— WRITTEN PROBLEM —
In the review of the Jaguar F-Type coupe, what is the price of the V-6S middle model?

— PROVIDED PASSAGE —
•••
Not so long ago, I did a story about a pre-production track drive I experienced in the $99,895 supercharged Jaguar F-Type R coupe in Spain. I’m back now for more, albeit on a different Spanish track, and this time it’s with the actual production car set to hit U.S. dealerships next month.
As for the 542-hp R trim, featuring 502 lb.-ft. of torque and 20-inch rear tires that emit smoke on a whim, nothing on it has altered from my January drive. So, for this second test opportunity, I was looking forward to two things: long drives on happy little roads in the $77,895, 375-hp supercharged V-6S middle model, and then more track time with the V-8R. You know, to see if I could make the beast dance nice and dirty for me.
Sorry if this is a rehash of glee, but…isn’t the thing just gorgeous? I feel like a teenage girl at her first One Direction concert. Design maestro Ian Callum did a great job on the convertible F-Type, winning the World Car Design award for 2013 [full disclosure: I am involved in this award]. But, as with the Porsche Cayman that followed the Boxster, the coupe’s solid roof completes the F-Type's proportions to a T.
Do you want a burnout maven of a Jaguar in your garage? Get the 3,670-pound F-Type R coupe with twin-scroll supercharged 5.0-liter V-8. Also get the 20-inch forged Storm wheels that are specific to (and included with) the $12,000 Brembo carbon ceramic matrix brake upgrade; controlled oversteer through quick curves, smoking rubber at launch, and window-shaking exhaust noise are all standard.
•••
— SUPPLIED DATA —
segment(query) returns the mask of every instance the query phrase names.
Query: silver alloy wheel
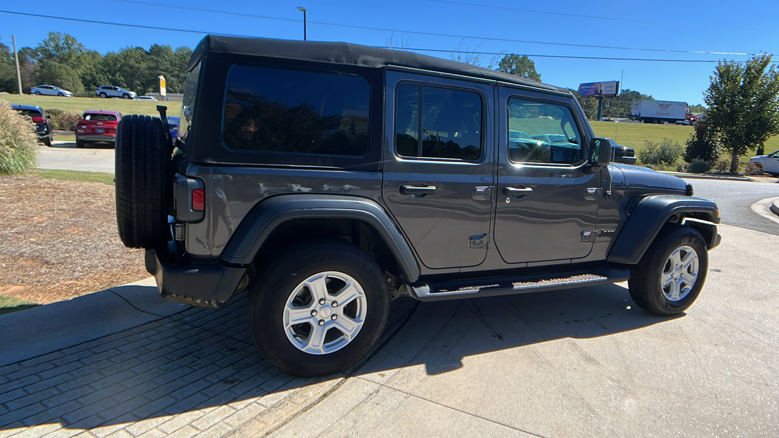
•••
— FINISHED ANSWER —
$77,895